What you have to do:
Your task is to repeat all of the data exactly while excluding the pictures.

Exercise data:
__________________________________________________
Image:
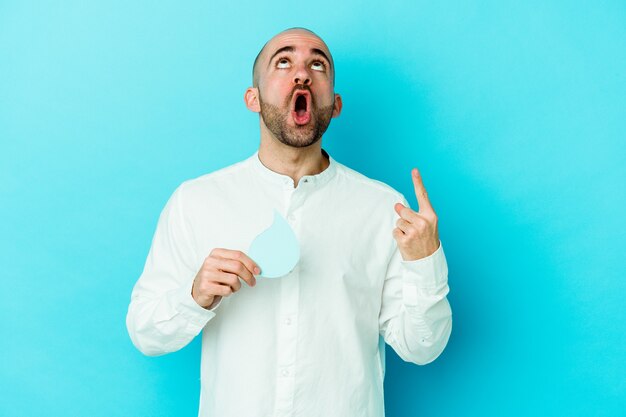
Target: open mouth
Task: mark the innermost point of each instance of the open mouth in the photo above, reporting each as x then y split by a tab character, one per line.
301	107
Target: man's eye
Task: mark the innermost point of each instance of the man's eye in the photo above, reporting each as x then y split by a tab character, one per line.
318	66
282	63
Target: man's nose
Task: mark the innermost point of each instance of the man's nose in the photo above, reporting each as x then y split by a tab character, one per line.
302	76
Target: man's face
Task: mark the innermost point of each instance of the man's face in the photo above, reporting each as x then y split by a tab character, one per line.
295	88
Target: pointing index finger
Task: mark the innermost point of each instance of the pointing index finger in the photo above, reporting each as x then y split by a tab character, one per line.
420	192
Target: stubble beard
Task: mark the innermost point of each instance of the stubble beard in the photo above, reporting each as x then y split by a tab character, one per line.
296	136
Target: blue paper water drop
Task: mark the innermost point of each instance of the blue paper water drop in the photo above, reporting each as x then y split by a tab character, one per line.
276	249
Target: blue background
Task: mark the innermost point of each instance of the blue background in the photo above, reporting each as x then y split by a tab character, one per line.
513	111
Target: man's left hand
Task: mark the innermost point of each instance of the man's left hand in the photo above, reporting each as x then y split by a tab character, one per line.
416	232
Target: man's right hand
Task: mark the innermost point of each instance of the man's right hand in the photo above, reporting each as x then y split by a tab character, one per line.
219	275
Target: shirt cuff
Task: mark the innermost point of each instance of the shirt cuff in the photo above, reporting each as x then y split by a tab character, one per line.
189	308
431	271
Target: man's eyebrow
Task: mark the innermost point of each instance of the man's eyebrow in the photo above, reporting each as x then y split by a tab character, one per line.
283	49
320	52
315	51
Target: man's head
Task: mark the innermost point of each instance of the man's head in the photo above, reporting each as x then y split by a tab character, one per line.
293	87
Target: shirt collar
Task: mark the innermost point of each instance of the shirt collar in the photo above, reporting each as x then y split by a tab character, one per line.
317	180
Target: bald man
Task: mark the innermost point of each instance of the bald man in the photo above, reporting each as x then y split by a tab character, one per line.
371	270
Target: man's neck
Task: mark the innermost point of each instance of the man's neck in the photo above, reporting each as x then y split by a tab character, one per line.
293	162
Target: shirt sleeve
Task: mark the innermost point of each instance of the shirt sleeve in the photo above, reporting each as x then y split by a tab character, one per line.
162	316
415	317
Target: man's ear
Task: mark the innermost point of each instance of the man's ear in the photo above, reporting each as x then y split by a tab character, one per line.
338	105
251	98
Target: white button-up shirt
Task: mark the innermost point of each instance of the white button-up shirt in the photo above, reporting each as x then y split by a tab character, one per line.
310	343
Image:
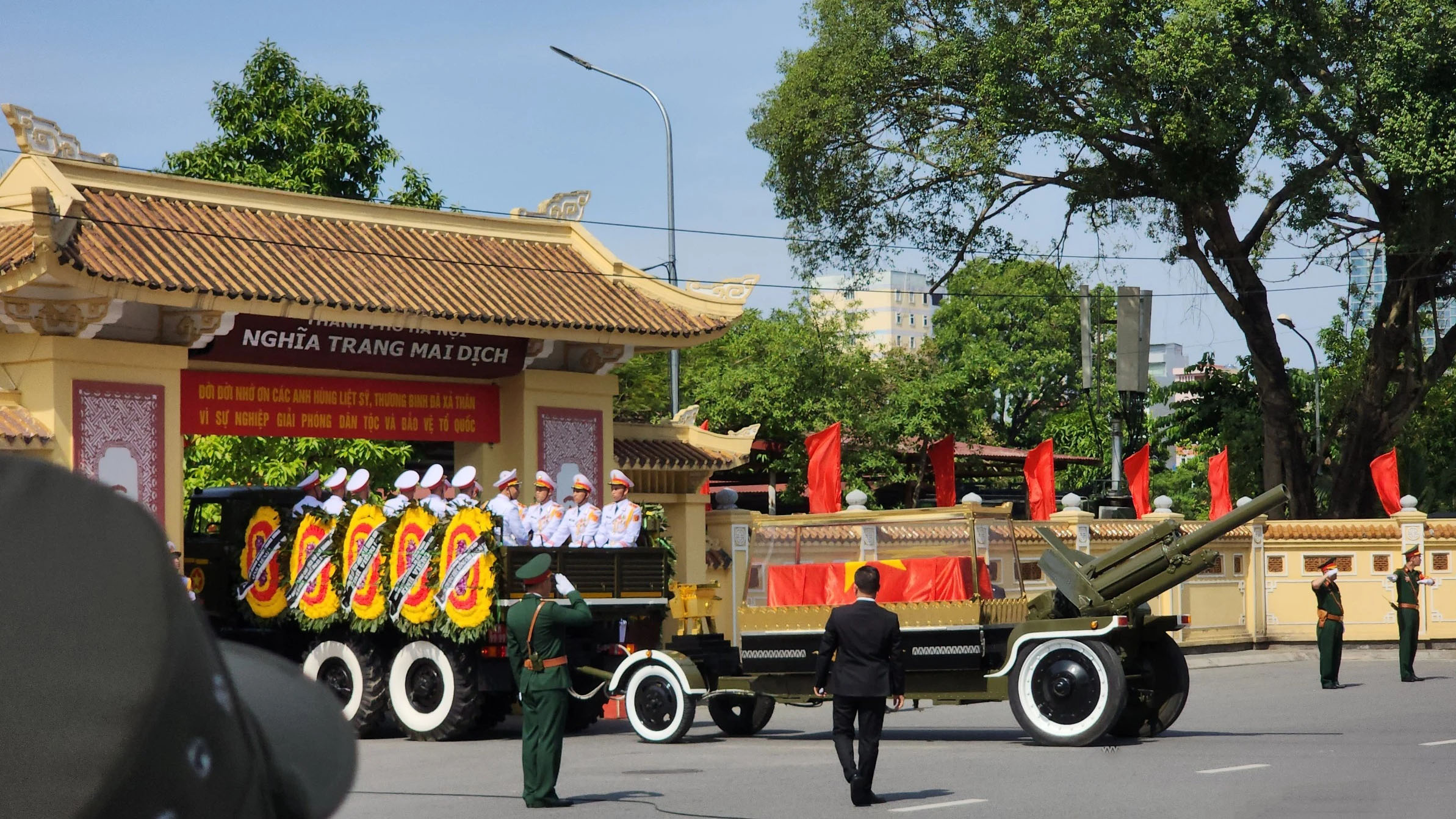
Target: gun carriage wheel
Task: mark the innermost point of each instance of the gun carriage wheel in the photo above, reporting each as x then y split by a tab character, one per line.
1158	688
1068	691
740	715
354	671
431	691
658	709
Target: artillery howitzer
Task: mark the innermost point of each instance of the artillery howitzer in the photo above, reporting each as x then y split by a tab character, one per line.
1076	662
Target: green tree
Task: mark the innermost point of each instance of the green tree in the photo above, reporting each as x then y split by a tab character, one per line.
293	132
1012	333
287	130
216	461
1216	126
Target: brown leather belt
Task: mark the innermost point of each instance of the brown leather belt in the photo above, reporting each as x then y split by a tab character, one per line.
549	663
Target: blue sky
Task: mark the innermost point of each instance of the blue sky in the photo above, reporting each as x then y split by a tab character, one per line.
474	96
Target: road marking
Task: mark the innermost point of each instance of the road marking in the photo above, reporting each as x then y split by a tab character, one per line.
935	805
1234	768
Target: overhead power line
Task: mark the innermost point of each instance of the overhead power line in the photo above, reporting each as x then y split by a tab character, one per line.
774	238
538	269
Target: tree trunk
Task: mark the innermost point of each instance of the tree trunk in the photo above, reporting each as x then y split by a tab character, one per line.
1285	452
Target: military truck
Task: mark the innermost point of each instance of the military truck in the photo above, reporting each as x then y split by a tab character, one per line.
1082	660
430	681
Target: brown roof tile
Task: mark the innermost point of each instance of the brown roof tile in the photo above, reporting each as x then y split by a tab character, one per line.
669	455
252	254
18	426
15	245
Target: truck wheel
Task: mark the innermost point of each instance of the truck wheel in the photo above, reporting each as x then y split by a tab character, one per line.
582	715
657	705
1068	691
738	715
431	691
1158	688
354	671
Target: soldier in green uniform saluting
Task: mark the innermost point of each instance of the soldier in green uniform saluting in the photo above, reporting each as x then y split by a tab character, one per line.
1330	630
535	644
1407	605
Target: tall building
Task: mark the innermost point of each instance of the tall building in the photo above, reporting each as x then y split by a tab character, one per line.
897	306
1165	362
1368	287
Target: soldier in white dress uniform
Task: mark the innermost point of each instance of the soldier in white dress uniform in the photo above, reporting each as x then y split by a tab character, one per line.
404	489
357	487
431	484
544	516
311	484
463	487
621	519
510	512
582	519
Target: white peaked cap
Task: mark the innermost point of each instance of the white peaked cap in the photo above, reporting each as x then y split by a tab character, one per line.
463	478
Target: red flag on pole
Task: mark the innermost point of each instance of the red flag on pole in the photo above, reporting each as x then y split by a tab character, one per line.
942	461
1042	483
1136	470
1219	503
824	478
1386	482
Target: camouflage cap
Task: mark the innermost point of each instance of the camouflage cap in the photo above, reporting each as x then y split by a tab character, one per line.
535	570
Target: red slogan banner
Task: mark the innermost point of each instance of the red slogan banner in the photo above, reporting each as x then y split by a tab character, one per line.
257	404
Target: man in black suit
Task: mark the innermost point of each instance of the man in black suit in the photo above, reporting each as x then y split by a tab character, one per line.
867	671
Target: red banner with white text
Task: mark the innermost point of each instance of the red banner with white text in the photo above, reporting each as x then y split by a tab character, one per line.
914	580
259	404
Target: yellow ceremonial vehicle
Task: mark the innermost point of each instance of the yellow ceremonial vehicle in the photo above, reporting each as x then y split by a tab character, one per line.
__________________________________________________
Solution to this problem:
Image:
Target: open mouth
Task: mark the innermost point of each instance of the open mouth in the photo above, reporting each as x then y split by a tab character, one per line.
301	107
Target: man's eye
Task: mark the innermost point of each instance of the man's eye in the photo above, reporting each as x then y split by a tab character, one per line.
318	66
282	63
Target: man's nose
Task: mark the innermost point of each instance of the man's nose in the photo above, reporting each as x then y split by a tab character, one per line.
302	76
Target: man's face
Task: mark the innermost point of each instance of the man's face in the photo above, reporting each as x then y split by a tab character, one per line.
295	88
Target: pointing index finger
Task: mark the innermost point of each instance of the pointing index finger in the photo above, reporting each as x then y split by a tab character, one per line.
420	192
Target: stubble beard
Task: mark the innermost point of each instance of the stubble beard in the photo above, reporting each as x then y split by a tab character, one per line.
296	136
Target: blue paper water drop
Task: mark the innermost point of each instance of the blue paper water drop in the photo above, reporting each as x then y split by a tab character, one per line.
276	249
Target: blue background
Task: mark the innermost point of each instance of the blue background in the photo above, reporting each as x then y split by a tab character, one per line.
513	111
Target: man's left hand
Task: mark the innermost point of each instance of the man's left hand in the photo above, reporting each as x then y split by a tab character, one per line.
416	232
Target: man's right hand
Task: mark the innermost point of each instance of the man's right hand in the photo above, reporting each as x then y split by a tab character, one per line.
219	275
Target: shirt cuff
Task: mark the innermost point of each instance of the shirt cuff in the photo above, reporting each as x then y split by a tab character, one per line.
189	308
431	271
Target: man's eyebrow
Task: mark the innermost point of each instance of the man's eyebrow in the photo above, reporting each as x then y split by a tab character, one per line.
283	49
320	52
315	51
Target: man's head
Task: mark the innermost point of each instance of the man's head in the photo above, reporting each as x then y split by a tab character, one per line.
293	87
Target: shirt collar
Task: mark the innermost point of each instance of the shirt collar in the photo above, reporting each as x then y split by a tab character, one per line.
317	180
Target: bald man
Task: mark the innermost point of each instance of the bald man in the photo above, reporting each as x then y split by a tab character, one per line.
371	270
Target: man's neck
Task: mark the innermost point of each instance of the man's neck in the photo above, reporting each as x then y split by a tab character, one per line.
293	162
Target: shirt sleeve
Task: mark the innermost point of each instance of the shirt sleeve in the photo above, reporting each as x then y split by a tab character, one per line.
162	316
415	317
Target: man's ear
Task: mark the innermost point of each instance of the man's ear in the photo above, reporting each as x then y split by a tab character, one per line.
338	105
251	98
Target: white button-up shirt
Task: mark the innermost point of each instance of the white button-up shirt in the photo above, reporting each as x then y split by a tab character, one per line.
310	343
Image:
Target: gun carriage wheel
Task: mark the innermost point of each instance of the gun carriage wheel in the photo above, reporting each as x then y split by a tab character, one per line.
1158	688
1068	691
740	715
354	671
431	691
658	709
Target: artillery howitzer
Task: mark the innermost point of each instance of the artillery howitzer in the photo above, reporting each as x then y split by a tab character, one per line.
1076	662
Target: green tree
Task: mark the innermost point of each instance of the green tree in the photo above, reporting each as x then y split by a tab character, one per line.
293	132
1012	333
287	130
216	461
1216	126
Target: brown leather belt
Task: mark the innermost point of each instance of the brown leather belt in the photo above, reporting each as x then y split by a tab character, one per line.
549	663
Target: blue sky
Task: mark the innermost point of each instance of the blue sky in the photo above, reporting each as x then y split by a tab character, one per line.
474	96
Target: road marking
Task: mark the innermost point of each instance of the road marking in the photo above, reporting each as x then y split by a tab character, one per line.
935	805
1234	768
Target: overhead power line
Task: mark the innermost point of each instance of the overhead power line in the photo above, reporting each as x then y split by a tab character, one per line.
774	238
538	269
Target: tree trunk
Task: mark the innermost point of each instance of the tree trunk in the photo above, reporting each as x then y split by a tab character, one per line.
1285	452
Target: military truck
Task: mark the innermost point of each instance of the military truck in the photo above, reporting each as x then y split by a tab character, one per line.
1082	660
430	681
Target: brown roof tile
Task: mark the innermost point of each instance of the brown roof tile in the photo above, reporting each as x then y split by a tab character, one per line.
669	455
252	254
18	426
15	245
Target: truck wheel
Task: mark the innermost point of each instance of the truck wheel in the photo above, reporting each as x then y split by a tab character, one per line.
582	715
657	705
1068	691
738	715
431	691
1158	688
354	671
Target: soldier in green uniform saluting
Task: mark the innermost point of each instance of the soldier in green uniform saluting in the photo above, reporting each as x then y split by a tab character, one per line.
1330	630
535	644
1407	605
Target: tall building
Task: mark the innermost point of each instance of the tall building in the photo above, reporting each as x then y split by a tab character, one per line.
897	306
1165	362
1368	287
Target: soldier in white dress uniform
Task: mark the innermost point of each instance of the soldier in white dress uniform in the photo above, reporting each as x then y split by a tab character, one per line.
404	489
357	487
431	484
544	516
311	484
463	487
621	519
510	512
582	519
Target: white peaked cap
Task: mark the innermost point of each instance of the white peaked cap in the photo above, reporting each as x then y split by a tab character, one per line.
463	478
Target: red flag on pole
Task: mark the innermost point of each instance of the red flag on pole in the photo above, reporting each as x then y split by a tab character, one per line.
942	461
1042	483
1136	470
1219	503
824	478
1386	482
Target: camouflage cap
Task: mark the innermost point of each instance of the camouflage cap in the photo above, reporting each as x then y split by a tab character, one per line.
535	570
Target: red slogan banner
Task: mark the innermost point of each instance of the red slogan banner in the photo above, reporting each as x then y split by a tab character, one per line.
257	404
Target: man in black suit
Task: mark the innermost point of each instance of the man in black suit in the photo above, reporting each as x then y split by a tab character, one per line.
867	671
Target: red banner with white text
Task: mark the innermost point of each instance of the red banner with white text in the photo above, reporting each as x then y split by a tab character, one per line.
914	580
259	404
Target: yellow ceremonial vehicle
Task: mark the innermost point of each instance of the yellow ceremonial vehicle in the photo above, reporting each as x then y split by a tab character, one per line.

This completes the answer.